=== Given records ===

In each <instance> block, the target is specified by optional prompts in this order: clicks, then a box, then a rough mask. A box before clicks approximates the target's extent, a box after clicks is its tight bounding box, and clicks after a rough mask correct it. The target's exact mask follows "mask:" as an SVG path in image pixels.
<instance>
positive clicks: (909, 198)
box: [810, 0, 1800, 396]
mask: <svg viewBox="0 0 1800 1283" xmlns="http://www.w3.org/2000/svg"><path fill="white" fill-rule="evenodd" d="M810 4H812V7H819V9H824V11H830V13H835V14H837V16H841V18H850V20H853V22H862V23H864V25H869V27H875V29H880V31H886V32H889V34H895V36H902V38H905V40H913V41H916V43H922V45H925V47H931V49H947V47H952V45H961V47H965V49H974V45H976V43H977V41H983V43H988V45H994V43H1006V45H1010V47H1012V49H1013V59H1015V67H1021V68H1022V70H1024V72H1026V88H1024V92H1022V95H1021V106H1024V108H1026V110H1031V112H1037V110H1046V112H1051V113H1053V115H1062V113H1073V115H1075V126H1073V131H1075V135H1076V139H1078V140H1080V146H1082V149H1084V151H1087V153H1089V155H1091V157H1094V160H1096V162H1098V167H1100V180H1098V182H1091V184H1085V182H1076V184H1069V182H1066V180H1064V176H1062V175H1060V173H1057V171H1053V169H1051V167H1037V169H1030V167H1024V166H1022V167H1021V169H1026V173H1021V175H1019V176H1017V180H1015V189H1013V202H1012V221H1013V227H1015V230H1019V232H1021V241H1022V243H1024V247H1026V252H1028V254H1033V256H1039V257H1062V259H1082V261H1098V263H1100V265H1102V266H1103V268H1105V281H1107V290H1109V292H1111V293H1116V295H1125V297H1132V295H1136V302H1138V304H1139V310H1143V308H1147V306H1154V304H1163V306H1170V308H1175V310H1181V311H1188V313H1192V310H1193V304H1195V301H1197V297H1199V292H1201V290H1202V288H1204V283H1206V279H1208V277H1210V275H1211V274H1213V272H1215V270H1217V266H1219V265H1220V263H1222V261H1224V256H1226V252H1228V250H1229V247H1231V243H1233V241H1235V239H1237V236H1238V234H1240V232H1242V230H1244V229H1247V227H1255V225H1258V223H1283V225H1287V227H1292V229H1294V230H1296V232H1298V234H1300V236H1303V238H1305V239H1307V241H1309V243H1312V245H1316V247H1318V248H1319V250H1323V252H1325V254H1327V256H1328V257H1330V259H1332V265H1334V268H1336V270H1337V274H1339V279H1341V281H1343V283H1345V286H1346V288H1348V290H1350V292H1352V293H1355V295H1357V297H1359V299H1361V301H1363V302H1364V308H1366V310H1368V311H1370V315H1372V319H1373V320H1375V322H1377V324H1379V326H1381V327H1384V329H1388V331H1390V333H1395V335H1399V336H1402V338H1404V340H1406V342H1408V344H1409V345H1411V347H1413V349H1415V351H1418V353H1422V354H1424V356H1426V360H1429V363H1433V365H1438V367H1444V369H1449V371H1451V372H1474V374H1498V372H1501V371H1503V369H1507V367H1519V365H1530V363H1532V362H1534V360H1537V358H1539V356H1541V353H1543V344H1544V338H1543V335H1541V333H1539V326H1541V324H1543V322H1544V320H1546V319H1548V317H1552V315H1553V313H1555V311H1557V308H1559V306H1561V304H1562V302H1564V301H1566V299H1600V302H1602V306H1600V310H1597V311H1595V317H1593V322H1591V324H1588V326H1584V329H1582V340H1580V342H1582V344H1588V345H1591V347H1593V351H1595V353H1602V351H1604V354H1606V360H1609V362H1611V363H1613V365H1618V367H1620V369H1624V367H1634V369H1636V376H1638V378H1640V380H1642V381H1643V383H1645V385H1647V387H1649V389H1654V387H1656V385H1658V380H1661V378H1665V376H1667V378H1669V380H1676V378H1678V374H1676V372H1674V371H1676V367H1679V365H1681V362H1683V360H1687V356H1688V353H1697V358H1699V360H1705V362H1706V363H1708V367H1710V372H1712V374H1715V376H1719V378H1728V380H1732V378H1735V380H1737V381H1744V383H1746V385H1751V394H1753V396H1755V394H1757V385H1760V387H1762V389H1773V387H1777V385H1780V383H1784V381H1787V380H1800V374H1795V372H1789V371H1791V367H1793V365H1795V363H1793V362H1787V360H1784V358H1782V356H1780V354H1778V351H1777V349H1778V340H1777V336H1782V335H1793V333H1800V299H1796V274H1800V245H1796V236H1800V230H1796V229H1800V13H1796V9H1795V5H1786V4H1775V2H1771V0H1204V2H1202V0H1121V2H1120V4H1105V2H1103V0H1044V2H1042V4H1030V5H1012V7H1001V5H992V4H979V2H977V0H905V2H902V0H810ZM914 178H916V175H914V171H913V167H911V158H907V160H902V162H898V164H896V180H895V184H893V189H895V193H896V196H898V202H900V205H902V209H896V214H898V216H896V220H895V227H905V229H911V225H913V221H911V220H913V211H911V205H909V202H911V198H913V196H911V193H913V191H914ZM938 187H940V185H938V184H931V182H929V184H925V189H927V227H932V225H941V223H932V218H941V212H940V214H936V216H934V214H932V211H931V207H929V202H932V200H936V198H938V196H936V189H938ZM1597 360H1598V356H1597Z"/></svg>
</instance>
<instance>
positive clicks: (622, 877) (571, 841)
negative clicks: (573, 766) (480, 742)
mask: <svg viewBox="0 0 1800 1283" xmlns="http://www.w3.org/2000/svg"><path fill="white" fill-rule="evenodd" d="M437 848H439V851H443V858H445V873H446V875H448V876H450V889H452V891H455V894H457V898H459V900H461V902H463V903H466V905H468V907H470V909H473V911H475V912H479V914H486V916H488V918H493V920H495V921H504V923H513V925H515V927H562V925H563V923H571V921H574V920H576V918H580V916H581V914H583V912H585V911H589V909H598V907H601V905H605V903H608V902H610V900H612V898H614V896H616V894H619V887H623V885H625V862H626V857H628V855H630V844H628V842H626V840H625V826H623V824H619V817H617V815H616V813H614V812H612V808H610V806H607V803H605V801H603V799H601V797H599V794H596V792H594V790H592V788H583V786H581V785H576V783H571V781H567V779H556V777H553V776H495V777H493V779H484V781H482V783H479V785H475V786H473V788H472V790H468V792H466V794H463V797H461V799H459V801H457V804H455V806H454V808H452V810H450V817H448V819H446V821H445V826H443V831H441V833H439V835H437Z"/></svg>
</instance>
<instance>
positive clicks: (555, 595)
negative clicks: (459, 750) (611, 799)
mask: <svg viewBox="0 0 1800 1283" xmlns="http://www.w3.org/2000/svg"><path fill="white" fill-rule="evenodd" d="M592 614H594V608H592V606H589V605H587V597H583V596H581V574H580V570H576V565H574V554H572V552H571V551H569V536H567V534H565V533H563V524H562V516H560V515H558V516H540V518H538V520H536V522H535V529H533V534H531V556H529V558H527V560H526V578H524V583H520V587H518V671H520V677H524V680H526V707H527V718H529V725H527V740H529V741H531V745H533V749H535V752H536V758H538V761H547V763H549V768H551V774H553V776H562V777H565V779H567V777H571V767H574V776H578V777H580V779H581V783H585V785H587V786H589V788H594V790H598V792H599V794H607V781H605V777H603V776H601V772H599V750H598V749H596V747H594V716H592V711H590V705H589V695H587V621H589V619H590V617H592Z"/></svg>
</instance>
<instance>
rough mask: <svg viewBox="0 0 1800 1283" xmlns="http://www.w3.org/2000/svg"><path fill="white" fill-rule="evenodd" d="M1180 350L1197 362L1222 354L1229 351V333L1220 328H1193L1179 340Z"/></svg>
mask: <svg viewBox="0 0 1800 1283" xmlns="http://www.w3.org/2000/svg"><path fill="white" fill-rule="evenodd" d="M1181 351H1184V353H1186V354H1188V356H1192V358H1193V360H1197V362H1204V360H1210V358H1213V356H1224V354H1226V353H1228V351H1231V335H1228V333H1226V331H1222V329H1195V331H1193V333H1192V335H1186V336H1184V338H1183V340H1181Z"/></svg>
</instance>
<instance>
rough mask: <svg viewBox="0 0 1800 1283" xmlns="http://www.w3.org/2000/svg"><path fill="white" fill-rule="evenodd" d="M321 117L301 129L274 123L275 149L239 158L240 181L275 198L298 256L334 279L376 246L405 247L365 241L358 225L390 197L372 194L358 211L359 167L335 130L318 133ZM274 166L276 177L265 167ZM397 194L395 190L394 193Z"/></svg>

===

=== What is needed ===
Beginning at the line containing "positive clicks: (555, 595)", repeat each line exactly through the last line of the entries, and include no other lines.

=== Response ===
positive clicks: (555, 595)
negative clicks: (459, 750) (611, 799)
mask: <svg viewBox="0 0 1800 1283" xmlns="http://www.w3.org/2000/svg"><path fill="white" fill-rule="evenodd" d="M592 614H594V608H592V606H589V605H587V597H583V596H581V574H580V570H576V565H574V554H572V552H571V551H569V536H567V534H565V533H563V524H562V516H560V515H558V516H540V518H538V520H536V522H535V529H533V534H531V556H529V558H527V560H526V578H524V583H520V587H518V671H520V677H524V680H526V707H527V718H529V725H527V740H529V741H531V745H533V749H535V752H536V758H538V761H547V763H549V768H551V774H553V776H562V777H565V779H567V777H571V767H574V776H578V777H580V779H581V783H585V785H587V786H589V788H594V790H598V792H599V794H607V781H605V777H603V776H601V772H599V750H598V749H596V747H594V716H592V711H590V705H589V695H587V621H589V619H590V617H592Z"/></svg>
</instance>
<instance>
rough mask: <svg viewBox="0 0 1800 1283" xmlns="http://www.w3.org/2000/svg"><path fill="white" fill-rule="evenodd" d="M1180 350L1197 362L1222 354L1229 351V333L1220 328H1193L1179 340Z"/></svg>
mask: <svg viewBox="0 0 1800 1283" xmlns="http://www.w3.org/2000/svg"><path fill="white" fill-rule="evenodd" d="M1181 351H1184V353H1186V354H1188V356H1192V358H1193V360H1197V362H1204V360H1210V358H1213V356H1224V354H1226V353H1228V351H1231V335H1228V333H1226V331H1222V329H1195V331H1193V333H1192V335H1186V336H1184V338H1183V340H1181Z"/></svg>
</instance>
<instance>
rough mask: <svg viewBox="0 0 1800 1283" xmlns="http://www.w3.org/2000/svg"><path fill="white" fill-rule="evenodd" d="M321 117L301 129L274 123L275 149L239 158L240 181L275 198L298 256L334 279L376 246L405 247L365 241L358 225L390 197L372 194L358 211L359 167L335 130L318 133ZM274 166L276 177L265 167ZM397 194L395 190L394 193Z"/></svg>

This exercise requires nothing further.